Documento:
┏━━
A Ministra Nancy Andrighi, em acórdão proferido no REsp 933.355/SP, de 11.04.2008, enfrentou o tema da necessidade, mencionando os parâmetros para detectá-la, quais sejam, a ausência de bens do pretenso alimentando e sua incapacidade de manter o próprio sustento através de seu trabalho:
“Direito civil. Família. Revisional de alimentos. Reconvenção com pedido de exoneração ou, sucessivamente, de redução do encargo. Dever de mútua assistência. Divórcio. Cessação. Caráter assistencial dos alimentos. Comprovação da necessidade de quem os pleiteia. Condição social. Análise ampla do julgador. Peculiaridades do processo.
(...)
Dessa forma, em paralelo ao raciocínio de que a decretação do divórcio cortaria toda e qualquer possibilidade de se postular alimentos, admite-se a possibilidade de prestação do encargo sob as diretrizes consignadas nos arts. 1.694 e ss. do CC/02, o que implica na decomposição do conceito de necessidade, à luz do disposto no art. 1.695 do CC/02, do qual é possível colher os seguintes requisitos caracterizadores: (i) a ausência de bens suficientes para a manutenção daquele que pretende alimentos; e (ii) a incapacidade do pretenso alimentando de prover, pelo seu trabalho, à própria mantença.
┗━━
Segundo o documento, quais são os dois requisitos que caracterizam a necessidade de quem pede alimentos?

Dados armazenados:
┏━━
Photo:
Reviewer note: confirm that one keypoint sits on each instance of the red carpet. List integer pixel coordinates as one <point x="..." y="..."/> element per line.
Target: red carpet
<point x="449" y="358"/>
┗━━
Solução da tarefa:
A ausência de bens suficientes para a manutenção daquele que pretende alimentos e a incapacidade do pretenso alimentando de prover, pelo seu trabalho, à própria mantença.